> _TASK DATA_:
____________

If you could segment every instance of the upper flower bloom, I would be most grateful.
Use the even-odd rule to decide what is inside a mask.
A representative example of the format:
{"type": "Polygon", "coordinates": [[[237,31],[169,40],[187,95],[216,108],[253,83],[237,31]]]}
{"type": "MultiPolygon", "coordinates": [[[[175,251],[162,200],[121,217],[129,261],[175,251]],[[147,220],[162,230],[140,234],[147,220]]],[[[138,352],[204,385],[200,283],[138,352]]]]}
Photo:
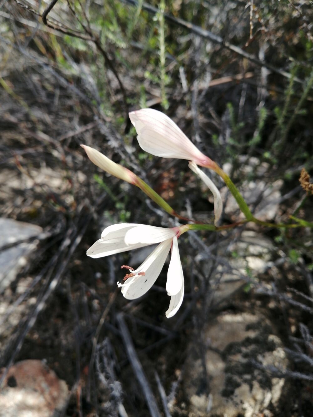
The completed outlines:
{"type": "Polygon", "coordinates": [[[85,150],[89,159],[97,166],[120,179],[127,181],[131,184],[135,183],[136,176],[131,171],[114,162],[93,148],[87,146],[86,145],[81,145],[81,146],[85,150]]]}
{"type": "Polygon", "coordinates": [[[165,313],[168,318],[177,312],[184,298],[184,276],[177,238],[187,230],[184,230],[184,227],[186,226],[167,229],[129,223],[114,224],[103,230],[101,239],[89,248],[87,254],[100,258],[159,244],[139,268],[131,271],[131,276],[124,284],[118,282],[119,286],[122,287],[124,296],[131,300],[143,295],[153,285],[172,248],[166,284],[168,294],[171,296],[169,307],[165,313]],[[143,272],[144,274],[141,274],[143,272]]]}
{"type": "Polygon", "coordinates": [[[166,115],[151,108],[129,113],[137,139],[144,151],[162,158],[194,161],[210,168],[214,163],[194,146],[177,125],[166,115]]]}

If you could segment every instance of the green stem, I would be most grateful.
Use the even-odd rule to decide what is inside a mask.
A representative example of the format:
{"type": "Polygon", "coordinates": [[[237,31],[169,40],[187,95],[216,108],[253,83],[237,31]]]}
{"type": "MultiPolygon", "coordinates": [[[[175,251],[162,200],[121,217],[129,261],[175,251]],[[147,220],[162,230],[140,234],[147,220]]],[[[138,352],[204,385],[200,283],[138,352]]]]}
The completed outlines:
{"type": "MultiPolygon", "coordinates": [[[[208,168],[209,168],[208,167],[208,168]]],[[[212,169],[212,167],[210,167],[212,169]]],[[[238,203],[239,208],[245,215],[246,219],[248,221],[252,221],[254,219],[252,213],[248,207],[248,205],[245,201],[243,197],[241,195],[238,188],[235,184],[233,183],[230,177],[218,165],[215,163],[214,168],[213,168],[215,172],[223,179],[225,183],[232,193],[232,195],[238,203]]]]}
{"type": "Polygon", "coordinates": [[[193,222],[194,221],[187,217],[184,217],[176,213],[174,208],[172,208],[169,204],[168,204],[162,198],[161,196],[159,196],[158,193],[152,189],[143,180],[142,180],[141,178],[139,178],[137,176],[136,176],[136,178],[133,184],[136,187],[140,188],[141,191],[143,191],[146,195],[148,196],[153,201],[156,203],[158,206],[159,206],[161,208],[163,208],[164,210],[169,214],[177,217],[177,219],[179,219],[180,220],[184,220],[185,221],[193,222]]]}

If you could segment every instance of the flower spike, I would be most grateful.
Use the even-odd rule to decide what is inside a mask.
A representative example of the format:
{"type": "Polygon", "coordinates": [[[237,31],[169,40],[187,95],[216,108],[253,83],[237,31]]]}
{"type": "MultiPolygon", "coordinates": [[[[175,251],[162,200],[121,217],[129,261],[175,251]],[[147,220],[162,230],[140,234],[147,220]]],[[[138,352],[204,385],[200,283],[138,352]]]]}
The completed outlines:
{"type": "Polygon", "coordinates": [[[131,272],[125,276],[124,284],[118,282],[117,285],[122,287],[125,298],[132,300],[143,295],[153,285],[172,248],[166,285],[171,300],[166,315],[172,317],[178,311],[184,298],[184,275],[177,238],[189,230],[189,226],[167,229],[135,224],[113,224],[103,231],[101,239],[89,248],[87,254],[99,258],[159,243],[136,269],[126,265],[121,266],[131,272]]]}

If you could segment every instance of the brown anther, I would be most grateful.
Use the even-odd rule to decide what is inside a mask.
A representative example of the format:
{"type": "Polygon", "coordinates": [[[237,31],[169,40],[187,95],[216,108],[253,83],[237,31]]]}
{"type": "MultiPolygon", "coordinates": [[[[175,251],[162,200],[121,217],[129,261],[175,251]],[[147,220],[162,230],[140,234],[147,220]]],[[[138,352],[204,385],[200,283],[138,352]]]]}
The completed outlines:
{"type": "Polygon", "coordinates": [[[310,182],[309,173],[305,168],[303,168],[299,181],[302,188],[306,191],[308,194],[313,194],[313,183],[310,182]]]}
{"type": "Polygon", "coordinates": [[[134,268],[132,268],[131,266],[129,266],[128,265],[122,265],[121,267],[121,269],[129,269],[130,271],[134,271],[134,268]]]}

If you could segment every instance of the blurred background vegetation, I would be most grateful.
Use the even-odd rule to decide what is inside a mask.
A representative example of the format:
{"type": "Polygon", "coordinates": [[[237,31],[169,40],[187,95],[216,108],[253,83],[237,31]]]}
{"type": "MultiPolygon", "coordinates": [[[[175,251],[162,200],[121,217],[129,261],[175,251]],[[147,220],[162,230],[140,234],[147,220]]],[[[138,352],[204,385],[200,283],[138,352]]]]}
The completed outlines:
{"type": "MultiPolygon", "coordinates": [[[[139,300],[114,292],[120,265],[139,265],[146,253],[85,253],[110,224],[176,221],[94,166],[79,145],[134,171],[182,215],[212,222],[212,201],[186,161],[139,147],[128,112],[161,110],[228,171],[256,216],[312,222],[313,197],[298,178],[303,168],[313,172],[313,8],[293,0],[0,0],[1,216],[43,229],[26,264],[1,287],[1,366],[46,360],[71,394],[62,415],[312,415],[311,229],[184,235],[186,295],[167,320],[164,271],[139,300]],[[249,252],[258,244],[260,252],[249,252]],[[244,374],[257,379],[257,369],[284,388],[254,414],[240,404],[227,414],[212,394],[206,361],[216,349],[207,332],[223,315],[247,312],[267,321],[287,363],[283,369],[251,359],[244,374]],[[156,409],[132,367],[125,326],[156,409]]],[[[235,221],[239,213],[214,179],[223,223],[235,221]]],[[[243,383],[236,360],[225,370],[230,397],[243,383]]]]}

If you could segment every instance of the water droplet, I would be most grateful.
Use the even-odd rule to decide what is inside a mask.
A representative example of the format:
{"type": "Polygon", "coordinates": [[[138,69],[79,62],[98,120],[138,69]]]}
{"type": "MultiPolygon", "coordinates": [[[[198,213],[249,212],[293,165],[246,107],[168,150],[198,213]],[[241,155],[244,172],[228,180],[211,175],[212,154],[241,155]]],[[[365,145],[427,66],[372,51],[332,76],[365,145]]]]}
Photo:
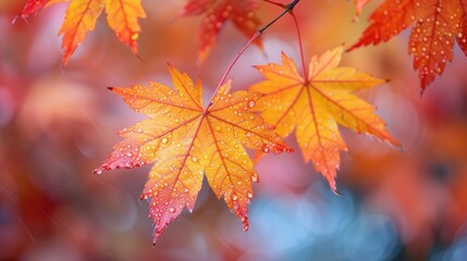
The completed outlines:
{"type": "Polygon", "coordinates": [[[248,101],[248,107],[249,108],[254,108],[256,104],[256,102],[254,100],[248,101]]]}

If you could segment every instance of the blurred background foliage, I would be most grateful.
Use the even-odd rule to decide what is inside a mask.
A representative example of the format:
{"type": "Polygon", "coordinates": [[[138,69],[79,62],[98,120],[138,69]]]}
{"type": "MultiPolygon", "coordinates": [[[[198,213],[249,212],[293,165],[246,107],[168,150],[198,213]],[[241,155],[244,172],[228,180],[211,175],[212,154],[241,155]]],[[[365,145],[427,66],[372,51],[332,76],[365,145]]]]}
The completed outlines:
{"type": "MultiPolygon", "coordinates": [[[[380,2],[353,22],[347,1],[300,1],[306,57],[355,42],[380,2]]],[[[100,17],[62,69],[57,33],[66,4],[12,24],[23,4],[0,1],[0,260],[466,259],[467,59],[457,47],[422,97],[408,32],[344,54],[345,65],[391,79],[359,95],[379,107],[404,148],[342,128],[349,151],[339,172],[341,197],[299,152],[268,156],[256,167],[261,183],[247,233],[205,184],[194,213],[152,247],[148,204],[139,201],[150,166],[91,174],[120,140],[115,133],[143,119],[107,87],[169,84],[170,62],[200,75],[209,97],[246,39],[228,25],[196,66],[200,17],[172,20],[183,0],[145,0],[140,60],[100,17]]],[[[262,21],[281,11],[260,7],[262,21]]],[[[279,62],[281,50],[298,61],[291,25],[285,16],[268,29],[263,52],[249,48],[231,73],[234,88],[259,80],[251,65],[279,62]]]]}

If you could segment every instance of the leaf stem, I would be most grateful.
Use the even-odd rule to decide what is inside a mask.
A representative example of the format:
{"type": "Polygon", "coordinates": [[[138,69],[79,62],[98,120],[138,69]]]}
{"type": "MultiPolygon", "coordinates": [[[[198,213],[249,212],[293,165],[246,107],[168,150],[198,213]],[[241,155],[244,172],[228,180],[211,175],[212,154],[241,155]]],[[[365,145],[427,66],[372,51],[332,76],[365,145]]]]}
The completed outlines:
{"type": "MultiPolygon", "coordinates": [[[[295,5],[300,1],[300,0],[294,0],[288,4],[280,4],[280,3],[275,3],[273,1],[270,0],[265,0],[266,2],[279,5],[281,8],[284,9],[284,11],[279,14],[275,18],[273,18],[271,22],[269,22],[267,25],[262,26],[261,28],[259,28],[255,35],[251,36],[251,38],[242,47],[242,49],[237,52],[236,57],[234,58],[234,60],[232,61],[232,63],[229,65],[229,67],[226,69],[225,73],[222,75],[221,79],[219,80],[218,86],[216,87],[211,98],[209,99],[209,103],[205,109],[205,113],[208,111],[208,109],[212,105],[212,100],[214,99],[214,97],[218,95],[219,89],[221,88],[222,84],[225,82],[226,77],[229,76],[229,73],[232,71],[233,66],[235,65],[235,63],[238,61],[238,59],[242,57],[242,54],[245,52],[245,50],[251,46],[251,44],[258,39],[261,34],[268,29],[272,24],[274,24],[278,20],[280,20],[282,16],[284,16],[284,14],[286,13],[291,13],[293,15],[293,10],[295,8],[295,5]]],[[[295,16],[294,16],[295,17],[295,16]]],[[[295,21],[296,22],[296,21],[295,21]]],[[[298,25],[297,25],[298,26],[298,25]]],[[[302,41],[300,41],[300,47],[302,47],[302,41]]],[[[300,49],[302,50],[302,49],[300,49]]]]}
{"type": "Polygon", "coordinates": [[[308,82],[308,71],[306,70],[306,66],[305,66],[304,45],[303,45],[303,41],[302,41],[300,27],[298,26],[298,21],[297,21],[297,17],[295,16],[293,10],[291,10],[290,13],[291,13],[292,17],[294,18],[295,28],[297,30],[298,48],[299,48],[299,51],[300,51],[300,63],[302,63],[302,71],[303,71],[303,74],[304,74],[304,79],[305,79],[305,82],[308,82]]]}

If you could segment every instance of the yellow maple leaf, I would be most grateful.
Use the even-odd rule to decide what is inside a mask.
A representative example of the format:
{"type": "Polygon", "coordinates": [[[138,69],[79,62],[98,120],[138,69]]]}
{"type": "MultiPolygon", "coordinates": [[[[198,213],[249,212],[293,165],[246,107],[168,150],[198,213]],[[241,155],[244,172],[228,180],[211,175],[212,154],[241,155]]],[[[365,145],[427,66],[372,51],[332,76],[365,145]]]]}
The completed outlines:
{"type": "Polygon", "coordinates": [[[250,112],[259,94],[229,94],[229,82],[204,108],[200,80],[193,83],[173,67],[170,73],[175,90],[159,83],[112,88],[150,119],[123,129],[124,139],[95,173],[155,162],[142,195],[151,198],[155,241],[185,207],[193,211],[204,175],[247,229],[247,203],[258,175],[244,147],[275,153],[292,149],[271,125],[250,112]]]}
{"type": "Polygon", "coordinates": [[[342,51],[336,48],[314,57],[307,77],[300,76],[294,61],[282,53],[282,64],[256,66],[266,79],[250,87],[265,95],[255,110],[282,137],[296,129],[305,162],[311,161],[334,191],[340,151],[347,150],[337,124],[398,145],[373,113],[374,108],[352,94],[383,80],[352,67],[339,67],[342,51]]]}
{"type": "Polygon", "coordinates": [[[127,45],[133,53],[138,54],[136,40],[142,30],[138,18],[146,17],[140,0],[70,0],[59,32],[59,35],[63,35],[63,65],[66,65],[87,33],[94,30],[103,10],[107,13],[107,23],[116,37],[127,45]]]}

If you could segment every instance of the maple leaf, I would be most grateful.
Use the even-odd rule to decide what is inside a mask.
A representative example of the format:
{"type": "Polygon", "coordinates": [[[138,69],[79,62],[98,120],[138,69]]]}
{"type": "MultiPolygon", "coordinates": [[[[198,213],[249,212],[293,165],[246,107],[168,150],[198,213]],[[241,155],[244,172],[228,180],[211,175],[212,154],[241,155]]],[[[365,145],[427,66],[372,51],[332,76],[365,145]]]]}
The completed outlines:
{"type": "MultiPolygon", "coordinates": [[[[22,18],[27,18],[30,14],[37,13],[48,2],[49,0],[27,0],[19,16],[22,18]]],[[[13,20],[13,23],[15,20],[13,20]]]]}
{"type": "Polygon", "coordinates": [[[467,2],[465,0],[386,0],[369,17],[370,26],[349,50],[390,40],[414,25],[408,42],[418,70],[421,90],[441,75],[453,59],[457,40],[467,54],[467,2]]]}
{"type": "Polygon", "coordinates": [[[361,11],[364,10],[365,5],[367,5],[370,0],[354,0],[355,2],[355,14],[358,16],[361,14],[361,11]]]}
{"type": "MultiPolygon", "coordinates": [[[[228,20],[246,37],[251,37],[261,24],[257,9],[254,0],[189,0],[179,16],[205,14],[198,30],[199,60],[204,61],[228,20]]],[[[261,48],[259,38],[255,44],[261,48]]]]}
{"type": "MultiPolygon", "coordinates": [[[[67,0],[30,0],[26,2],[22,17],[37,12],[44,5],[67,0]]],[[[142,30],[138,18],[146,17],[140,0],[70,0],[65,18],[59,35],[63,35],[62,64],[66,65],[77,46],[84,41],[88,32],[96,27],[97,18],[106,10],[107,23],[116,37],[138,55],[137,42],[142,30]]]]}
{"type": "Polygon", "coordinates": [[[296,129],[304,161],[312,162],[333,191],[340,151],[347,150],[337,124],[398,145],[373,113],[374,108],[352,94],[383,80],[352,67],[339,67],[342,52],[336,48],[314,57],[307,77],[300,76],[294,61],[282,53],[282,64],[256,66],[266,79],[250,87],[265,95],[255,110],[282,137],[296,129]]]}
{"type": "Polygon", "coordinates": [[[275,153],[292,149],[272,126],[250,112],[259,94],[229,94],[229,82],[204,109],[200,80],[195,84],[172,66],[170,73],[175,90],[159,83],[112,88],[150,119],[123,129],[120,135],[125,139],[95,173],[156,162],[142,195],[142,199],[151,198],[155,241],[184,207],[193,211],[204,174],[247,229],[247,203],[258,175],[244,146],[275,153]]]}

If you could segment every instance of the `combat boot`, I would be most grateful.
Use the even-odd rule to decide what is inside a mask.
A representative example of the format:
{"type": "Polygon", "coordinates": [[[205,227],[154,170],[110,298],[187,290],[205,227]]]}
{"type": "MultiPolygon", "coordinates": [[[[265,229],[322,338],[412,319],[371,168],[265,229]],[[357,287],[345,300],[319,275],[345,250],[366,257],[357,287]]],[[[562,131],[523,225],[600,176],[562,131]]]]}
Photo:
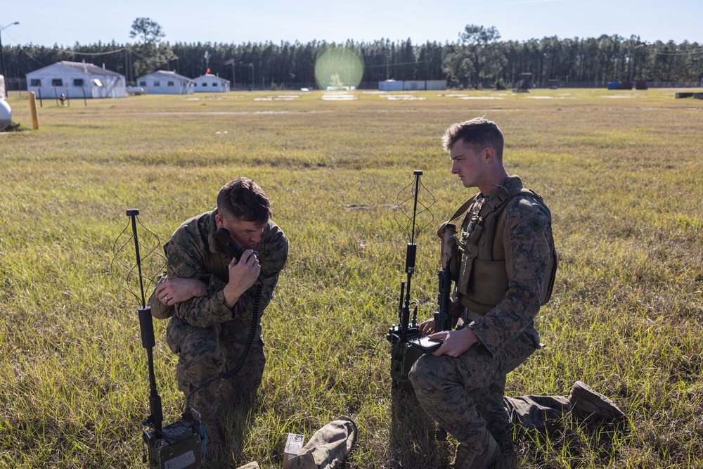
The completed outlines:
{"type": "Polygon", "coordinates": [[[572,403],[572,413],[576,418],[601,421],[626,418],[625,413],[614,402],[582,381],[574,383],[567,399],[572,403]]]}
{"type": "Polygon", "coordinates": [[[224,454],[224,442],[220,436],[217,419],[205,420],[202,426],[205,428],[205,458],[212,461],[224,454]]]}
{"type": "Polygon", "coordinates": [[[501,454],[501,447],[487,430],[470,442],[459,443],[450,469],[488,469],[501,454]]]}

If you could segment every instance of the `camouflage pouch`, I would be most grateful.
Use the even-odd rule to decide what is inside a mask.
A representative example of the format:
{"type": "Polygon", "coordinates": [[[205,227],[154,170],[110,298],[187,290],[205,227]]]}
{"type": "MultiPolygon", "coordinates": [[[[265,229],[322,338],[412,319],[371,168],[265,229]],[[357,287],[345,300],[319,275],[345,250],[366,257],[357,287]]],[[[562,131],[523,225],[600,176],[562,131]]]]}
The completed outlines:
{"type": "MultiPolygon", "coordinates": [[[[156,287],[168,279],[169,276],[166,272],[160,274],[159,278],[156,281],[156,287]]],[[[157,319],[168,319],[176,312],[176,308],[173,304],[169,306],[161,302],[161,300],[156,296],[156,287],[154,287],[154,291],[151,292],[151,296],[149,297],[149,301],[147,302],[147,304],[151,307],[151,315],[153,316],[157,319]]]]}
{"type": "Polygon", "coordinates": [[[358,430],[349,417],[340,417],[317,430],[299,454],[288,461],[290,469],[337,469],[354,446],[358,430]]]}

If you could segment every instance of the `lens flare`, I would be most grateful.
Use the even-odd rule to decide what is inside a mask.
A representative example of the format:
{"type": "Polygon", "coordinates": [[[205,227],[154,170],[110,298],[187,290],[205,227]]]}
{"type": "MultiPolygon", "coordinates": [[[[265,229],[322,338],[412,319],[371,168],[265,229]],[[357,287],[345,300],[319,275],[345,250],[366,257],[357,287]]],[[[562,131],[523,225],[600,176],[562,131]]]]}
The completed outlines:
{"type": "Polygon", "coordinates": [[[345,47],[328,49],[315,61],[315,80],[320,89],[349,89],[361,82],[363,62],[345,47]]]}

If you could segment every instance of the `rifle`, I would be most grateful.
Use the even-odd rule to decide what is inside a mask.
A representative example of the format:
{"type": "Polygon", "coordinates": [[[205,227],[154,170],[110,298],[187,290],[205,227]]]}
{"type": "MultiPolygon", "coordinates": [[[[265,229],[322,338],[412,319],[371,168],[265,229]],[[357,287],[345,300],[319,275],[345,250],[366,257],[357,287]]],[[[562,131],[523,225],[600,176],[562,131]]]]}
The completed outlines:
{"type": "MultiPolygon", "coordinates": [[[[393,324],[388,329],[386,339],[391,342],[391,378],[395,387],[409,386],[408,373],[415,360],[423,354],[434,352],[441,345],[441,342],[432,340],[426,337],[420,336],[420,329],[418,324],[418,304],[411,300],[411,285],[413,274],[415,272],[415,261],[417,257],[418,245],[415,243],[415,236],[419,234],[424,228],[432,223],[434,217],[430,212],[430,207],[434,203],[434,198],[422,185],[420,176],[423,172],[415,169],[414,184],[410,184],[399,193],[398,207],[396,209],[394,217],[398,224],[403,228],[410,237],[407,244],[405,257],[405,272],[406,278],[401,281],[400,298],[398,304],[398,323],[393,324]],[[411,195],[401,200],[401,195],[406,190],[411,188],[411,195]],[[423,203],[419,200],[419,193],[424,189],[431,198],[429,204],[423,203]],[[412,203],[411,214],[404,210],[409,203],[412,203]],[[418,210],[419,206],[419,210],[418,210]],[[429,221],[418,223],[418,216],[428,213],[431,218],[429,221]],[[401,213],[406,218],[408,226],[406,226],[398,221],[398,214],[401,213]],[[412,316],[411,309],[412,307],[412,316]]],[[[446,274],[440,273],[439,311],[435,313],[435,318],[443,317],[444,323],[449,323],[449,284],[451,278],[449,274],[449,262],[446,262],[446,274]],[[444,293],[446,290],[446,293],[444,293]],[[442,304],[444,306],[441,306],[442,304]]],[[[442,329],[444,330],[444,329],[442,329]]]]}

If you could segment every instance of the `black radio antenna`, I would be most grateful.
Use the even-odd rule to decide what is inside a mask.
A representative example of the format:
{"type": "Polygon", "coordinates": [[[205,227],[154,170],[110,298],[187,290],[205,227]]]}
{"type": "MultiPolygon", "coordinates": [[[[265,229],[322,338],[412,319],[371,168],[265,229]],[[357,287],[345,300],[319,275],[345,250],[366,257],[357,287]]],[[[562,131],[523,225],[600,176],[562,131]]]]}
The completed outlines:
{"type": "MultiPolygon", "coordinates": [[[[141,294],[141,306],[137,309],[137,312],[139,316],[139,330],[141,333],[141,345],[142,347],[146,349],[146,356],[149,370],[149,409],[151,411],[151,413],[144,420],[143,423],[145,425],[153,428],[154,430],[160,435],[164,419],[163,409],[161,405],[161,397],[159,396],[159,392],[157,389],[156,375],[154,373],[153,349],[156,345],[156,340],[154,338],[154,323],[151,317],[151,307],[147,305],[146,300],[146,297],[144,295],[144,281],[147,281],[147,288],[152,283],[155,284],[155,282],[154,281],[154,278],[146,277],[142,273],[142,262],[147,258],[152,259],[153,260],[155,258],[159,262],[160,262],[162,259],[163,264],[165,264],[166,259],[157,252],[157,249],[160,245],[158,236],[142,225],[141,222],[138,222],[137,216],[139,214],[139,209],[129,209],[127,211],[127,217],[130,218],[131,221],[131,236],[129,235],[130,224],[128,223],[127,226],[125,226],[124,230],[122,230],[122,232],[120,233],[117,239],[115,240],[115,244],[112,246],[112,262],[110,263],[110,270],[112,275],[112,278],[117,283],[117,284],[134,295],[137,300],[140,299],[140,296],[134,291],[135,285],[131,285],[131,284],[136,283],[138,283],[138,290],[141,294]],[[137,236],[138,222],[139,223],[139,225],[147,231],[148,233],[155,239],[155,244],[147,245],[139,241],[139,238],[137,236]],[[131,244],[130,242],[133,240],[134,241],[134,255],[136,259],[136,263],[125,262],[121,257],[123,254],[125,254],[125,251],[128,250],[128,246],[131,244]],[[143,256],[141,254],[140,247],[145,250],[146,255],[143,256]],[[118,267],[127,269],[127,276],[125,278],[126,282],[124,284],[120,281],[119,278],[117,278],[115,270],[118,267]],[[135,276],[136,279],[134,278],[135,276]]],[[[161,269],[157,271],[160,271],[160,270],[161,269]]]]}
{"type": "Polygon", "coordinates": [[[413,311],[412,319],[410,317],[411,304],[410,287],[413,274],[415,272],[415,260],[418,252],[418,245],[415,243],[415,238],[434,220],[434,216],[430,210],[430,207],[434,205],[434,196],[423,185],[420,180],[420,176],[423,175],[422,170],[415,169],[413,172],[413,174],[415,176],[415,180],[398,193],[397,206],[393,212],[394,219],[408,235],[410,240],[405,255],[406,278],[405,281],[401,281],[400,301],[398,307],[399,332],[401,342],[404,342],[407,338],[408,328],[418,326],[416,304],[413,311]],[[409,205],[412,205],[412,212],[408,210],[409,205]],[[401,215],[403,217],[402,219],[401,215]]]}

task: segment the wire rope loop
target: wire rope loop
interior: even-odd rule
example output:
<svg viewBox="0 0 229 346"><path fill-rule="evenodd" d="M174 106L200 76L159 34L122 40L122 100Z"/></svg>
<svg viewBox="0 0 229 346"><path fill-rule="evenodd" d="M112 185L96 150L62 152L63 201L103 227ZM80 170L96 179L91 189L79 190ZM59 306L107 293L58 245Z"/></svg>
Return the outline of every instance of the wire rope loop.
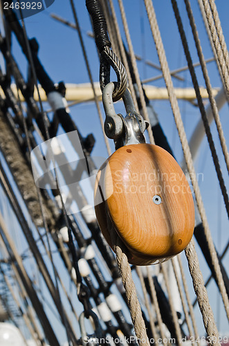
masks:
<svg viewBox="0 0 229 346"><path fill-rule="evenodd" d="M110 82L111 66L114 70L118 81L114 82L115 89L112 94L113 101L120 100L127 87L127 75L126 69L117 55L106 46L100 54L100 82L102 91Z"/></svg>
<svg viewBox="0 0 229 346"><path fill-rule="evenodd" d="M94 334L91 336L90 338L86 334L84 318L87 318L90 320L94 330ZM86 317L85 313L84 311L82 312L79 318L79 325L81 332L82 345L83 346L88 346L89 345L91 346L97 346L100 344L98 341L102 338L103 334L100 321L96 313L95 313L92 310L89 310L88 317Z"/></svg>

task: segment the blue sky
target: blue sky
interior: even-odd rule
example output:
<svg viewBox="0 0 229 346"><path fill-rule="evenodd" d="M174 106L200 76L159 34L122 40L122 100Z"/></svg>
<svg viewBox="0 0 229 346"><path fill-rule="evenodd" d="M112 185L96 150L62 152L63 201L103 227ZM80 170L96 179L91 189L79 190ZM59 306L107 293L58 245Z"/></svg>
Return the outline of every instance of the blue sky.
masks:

____________

Could you extract the lines of the listing word for word, starting at the line containing "task: segment the wire rope loop" and ending at the line containing "82L111 66L114 70L118", with the picture left out?

> _EXPECTED ANSWER_:
task: segment the wire rope loop
target: wire rope loop
interior: even-odd rule
example output:
<svg viewBox="0 0 229 346"><path fill-rule="evenodd" d="M174 106L200 76L159 34L122 40L122 100Z"/></svg>
<svg viewBox="0 0 229 346"><path fill-rule="evenodd" d="M112 185L96 150L62 152L63 201L103 227ZM80 170L96 179L91 189L79 190ZM59 306L107 293L58 245Z"/></svg>
Return the outline of every instance of the wire rope loop.
masks:
<svg viewBox="0 0 229 346"><path fill-rule="evenodd" d="M110 82L111 66L114 70L118 81L114 82L115 89L112 94L113 101L120 100L127 87L127 75L126 69L117 55L106 46L100 54L100 82L102 91Z"/></svg>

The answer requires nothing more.